Directions: Could you rewrite every one of the records below with "snow-covered ground" changed to "frozen lake surface" and everything else kept the same? Leave the pictures out of your answer.

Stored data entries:
** BEGIN **

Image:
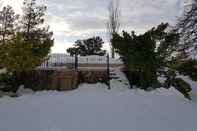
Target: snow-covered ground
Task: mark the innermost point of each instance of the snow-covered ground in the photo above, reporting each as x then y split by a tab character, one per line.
62	59
94	108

** END **

Finished answer:
Image:
Target: frozen lake surface
Task: mark the innermost point of each instance of the frozen lake surface in the photo above, reporting each as x then y split by a tab character, one per line.
62	59
94	108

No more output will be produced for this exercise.